[Instruction]
Transcribe the lines of the entries below, starting at the first line and ending at the line with "pixel 208 164", with both of those lines included. Omit the pictures from your copy.

Collection entries:
------------------------------------------------------------------------

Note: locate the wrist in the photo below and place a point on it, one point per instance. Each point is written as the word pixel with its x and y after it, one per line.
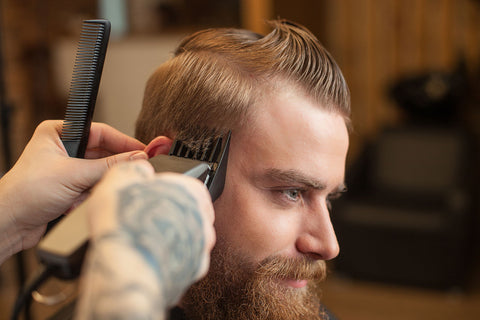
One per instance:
pixel 10 239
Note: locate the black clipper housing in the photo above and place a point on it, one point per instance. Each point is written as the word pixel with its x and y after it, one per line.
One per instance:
pixel 208 164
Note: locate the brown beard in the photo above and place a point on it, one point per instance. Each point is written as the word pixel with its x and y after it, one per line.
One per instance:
pixel 235 290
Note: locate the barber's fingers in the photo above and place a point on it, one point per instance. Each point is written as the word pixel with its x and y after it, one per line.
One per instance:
pixel 88 173
pixel 109 140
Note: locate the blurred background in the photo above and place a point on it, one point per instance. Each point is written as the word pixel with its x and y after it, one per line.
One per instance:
pixel 408 228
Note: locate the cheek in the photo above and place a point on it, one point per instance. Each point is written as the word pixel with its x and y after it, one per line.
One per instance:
pixel 247 223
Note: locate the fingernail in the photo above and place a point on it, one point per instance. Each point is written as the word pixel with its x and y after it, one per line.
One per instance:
pixel 139 155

------------------------------------------------------------------------

[Result]
Note: locate the wrist in the photo below and place a point on it, one point per instance. Each point is written as the word pixel with its x and y after it, one per line.
One per instance:
pixel 10 239
Note: locate the black clipper housing in the photo above and place a point on it, one point per instance. Each point is written as the word pixel with its x and y after it, one per line.
One per instance:
pixel 208 164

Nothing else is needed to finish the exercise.